» **Try it**:
What lines in the records below contain the string "gold"? Copy every one.

» **Supplied data**:
• • •

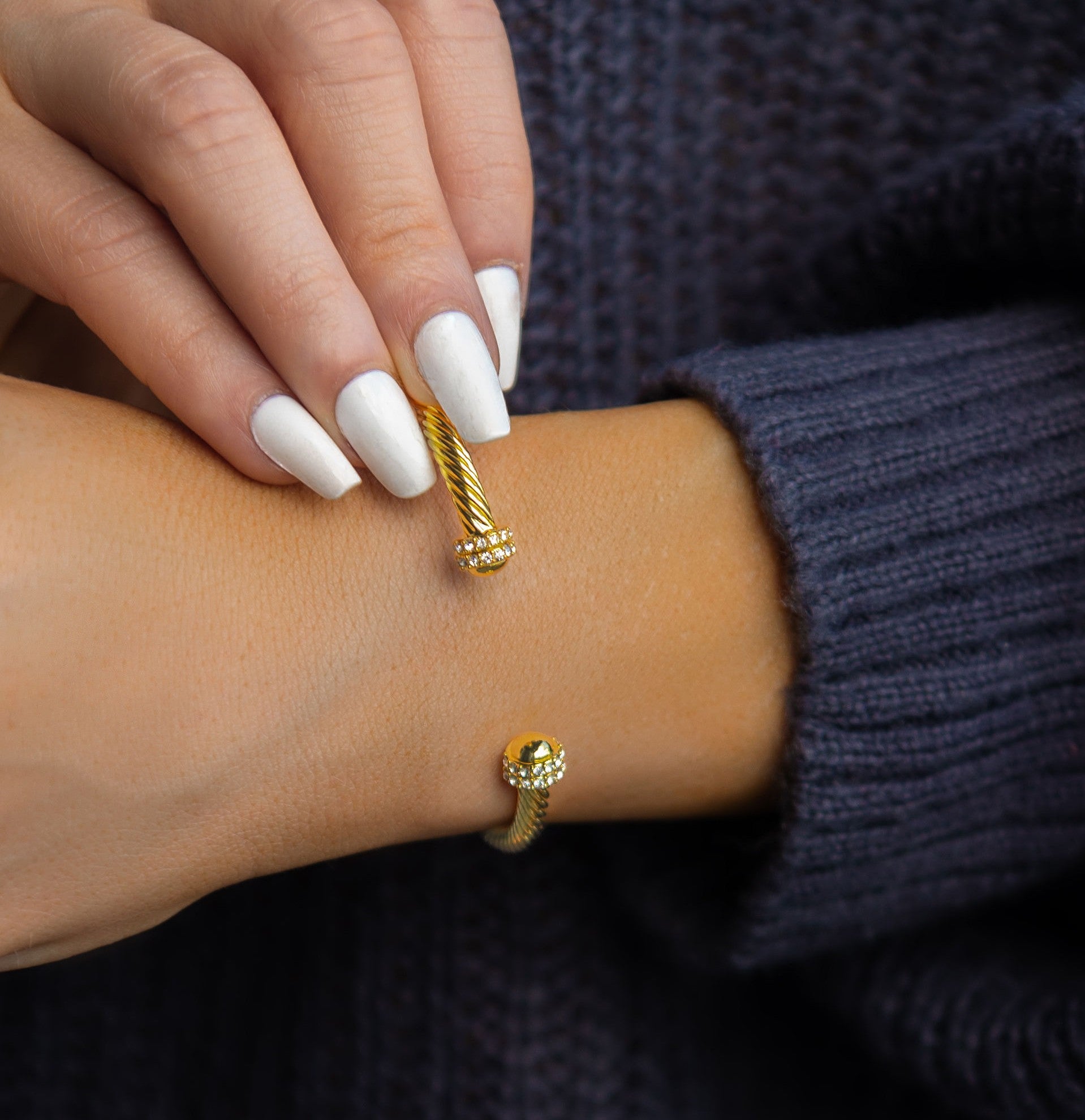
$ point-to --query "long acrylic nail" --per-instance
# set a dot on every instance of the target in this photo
(290, 437)
(501, 294)
(376, 416)
(455, 362)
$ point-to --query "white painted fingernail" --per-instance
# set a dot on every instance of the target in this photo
(376, 416)
(290, 437)
(455, 362)
(501, 294)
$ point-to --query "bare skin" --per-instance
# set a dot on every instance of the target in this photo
(204, 679)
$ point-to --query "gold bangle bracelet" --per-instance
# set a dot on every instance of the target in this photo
(531, 763)
(485, 548)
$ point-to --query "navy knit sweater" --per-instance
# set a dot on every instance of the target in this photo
(857, 230)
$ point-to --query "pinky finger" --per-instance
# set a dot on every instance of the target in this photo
(76, 234)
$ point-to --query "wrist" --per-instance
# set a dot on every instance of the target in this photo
(641, 623)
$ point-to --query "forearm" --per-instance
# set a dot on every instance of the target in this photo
(300, 679)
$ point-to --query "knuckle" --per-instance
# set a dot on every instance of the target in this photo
(401, 230)
(101, 231)
(471, 18)
(327, 37)
(305, 288)
(192, 99)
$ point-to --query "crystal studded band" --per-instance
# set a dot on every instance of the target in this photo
(531, 763)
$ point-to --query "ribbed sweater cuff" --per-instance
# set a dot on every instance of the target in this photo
(927, 486)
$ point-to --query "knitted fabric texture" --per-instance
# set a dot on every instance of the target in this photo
(840, 183)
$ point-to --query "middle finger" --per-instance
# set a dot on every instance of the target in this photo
(338, 78)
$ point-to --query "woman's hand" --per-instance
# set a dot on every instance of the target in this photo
(203, 680)
(256, 203)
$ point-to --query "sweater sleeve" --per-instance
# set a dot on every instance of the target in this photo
(926, 482)
(928, 486)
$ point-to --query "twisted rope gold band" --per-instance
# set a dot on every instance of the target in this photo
(532, 763)
(486, 548)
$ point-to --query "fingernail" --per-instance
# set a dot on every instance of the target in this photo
(501, 294)
(455, 362)
(376, 416)
(290, 437)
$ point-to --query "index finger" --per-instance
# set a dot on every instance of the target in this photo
(467, 85)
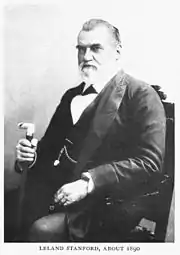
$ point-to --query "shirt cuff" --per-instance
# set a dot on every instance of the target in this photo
(87, 176)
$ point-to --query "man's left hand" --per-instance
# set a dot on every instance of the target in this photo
(71, 192)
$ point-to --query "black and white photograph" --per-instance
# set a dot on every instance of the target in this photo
(89, 96)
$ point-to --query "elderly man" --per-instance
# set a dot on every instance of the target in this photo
(105, 142)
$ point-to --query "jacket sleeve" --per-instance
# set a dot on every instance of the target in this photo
(146, 157)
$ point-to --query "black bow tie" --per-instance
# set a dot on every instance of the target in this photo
(89, 90)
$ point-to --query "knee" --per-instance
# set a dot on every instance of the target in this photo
(48, 229)
(39, 232)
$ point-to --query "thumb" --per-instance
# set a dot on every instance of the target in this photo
(34, 142)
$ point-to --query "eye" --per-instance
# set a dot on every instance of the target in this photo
(95, 48)
(81, 49)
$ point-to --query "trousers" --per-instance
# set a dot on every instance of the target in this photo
(50, 228)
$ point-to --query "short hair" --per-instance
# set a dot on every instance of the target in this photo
(92, 23)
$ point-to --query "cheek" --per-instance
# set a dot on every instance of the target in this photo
(80, 58)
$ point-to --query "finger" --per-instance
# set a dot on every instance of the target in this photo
(34, 142)
(60, 197)
(25, 142)
(68, 203)
(20, 159)
(25, 149)
(63, 200)
(25, 155)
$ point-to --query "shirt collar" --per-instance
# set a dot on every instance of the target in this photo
(98, 86)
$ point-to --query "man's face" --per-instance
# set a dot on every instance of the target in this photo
(97, 52)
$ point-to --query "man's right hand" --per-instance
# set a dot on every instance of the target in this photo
(25, 152)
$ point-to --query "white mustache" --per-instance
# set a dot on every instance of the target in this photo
(84, 65)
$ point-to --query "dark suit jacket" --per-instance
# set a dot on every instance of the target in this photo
(124, 147)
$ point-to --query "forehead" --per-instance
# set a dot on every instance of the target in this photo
(99, 35)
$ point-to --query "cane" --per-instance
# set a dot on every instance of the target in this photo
(30, 129)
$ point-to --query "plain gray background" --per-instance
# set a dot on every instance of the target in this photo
(40, 57)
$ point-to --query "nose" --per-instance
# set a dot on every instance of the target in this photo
(88, 54)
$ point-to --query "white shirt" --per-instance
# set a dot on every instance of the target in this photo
(79, 104)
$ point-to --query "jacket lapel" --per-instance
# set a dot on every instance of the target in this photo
(107, 104)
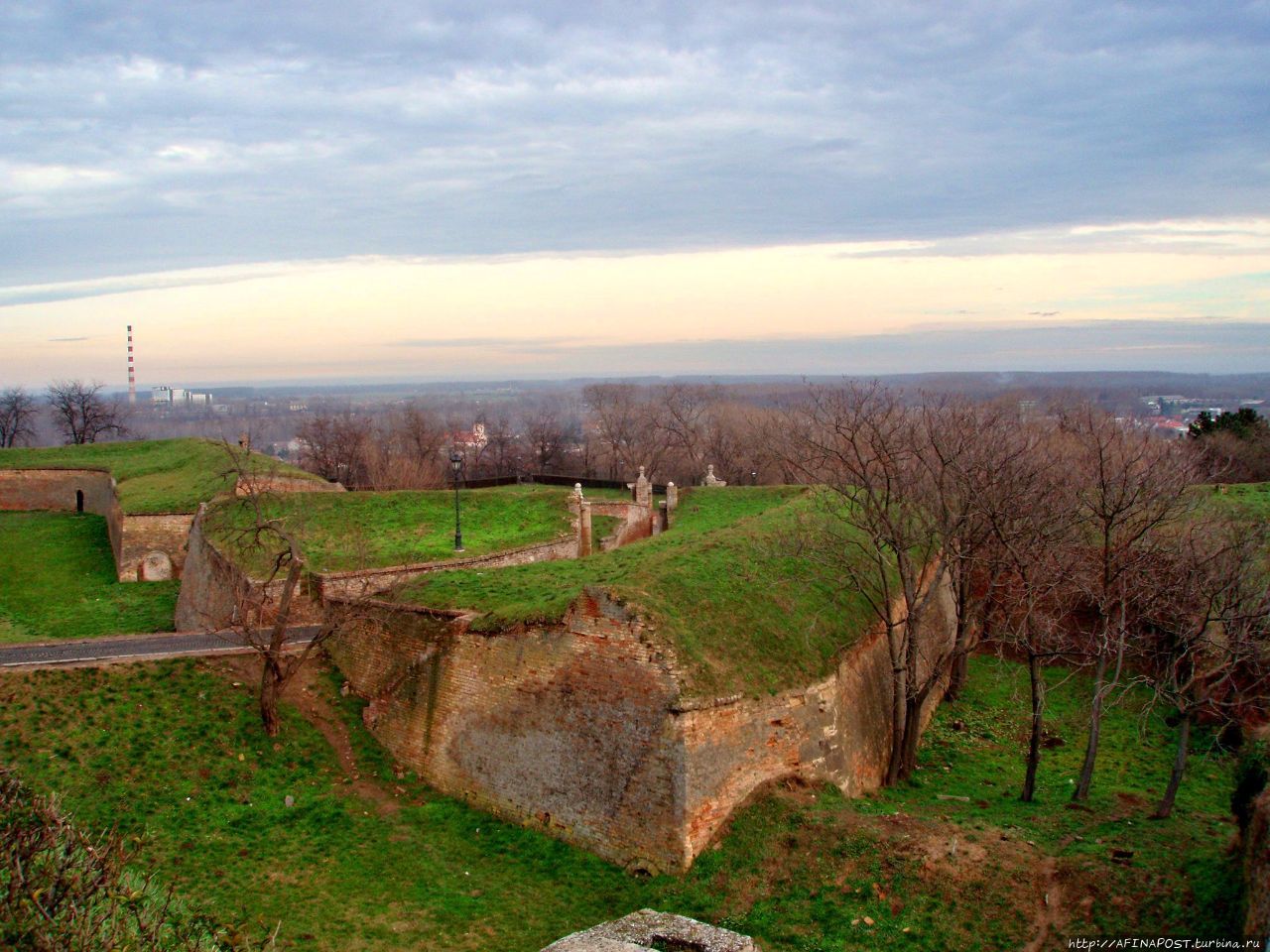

• • •

» **Solved exercise**:
$ point-to --query "gold bangle bracelet" --per-instance
$ point-to --query "twisted rope gold band" --per-instance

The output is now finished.